* _Task directions_: Pull out every line in the material below that contains the word "barge", and copy each such line in full.

* _Material provided_:

--------

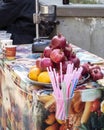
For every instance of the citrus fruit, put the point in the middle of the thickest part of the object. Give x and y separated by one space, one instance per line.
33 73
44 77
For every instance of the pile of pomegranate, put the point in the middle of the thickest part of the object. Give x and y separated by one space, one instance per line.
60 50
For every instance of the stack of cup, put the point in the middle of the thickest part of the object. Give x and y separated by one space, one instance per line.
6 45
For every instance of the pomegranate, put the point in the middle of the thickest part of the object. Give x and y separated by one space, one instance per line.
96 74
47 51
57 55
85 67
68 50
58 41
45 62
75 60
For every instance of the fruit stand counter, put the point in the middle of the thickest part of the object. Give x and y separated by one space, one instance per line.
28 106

--------

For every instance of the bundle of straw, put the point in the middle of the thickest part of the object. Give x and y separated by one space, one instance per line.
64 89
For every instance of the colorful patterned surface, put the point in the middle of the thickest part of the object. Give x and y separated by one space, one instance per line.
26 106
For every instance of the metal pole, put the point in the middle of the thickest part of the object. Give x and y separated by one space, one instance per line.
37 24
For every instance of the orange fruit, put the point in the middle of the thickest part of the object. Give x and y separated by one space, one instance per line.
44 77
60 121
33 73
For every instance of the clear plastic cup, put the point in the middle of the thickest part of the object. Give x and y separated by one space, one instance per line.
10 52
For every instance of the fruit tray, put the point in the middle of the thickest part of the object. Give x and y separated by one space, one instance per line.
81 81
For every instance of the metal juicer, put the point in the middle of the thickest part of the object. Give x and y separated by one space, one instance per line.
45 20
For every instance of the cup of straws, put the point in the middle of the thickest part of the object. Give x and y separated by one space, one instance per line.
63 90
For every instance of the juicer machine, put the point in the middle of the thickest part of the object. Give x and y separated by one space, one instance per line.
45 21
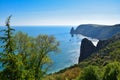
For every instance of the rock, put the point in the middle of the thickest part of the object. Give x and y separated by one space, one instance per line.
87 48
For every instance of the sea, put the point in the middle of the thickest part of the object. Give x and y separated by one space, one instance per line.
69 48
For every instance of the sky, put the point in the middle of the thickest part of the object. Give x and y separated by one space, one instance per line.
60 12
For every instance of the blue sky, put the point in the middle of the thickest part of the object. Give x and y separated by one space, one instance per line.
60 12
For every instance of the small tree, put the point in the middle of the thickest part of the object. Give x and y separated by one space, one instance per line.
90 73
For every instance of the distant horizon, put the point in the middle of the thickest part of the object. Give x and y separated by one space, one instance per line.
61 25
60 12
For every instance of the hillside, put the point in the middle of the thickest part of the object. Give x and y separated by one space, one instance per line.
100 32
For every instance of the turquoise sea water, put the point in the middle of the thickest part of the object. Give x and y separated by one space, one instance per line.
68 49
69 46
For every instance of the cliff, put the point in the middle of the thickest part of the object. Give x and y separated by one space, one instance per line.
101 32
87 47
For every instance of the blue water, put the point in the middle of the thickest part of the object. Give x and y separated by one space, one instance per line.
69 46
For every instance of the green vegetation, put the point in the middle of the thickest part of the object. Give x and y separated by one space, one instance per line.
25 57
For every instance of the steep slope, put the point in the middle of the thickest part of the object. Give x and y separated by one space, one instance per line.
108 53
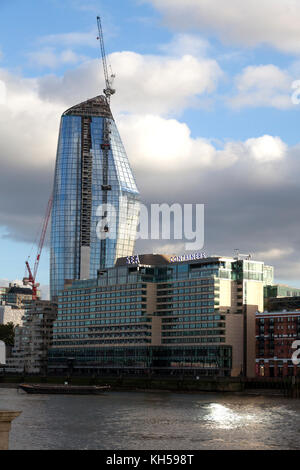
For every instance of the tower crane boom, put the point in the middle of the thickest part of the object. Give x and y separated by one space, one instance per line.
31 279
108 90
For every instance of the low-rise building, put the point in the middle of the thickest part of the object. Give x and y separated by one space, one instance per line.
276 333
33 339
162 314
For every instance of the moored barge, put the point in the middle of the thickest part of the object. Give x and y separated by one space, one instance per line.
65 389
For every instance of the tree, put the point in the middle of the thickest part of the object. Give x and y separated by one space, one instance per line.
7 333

--------

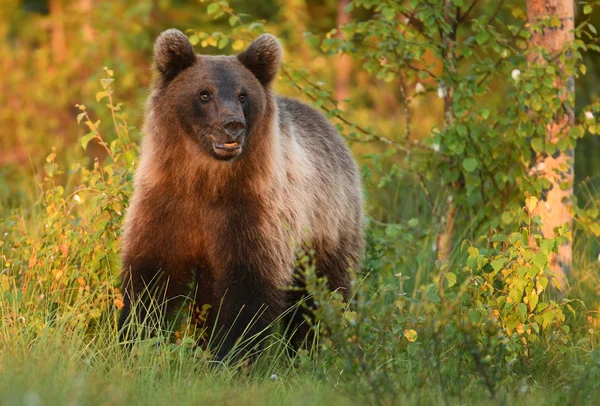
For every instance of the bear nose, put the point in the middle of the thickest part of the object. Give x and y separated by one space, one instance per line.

--------

* _Response for this exercise_:
For every instance of the moored barge, put the point in the middle of the thickest part of the object. Give x and y separated by one space, one instance per line.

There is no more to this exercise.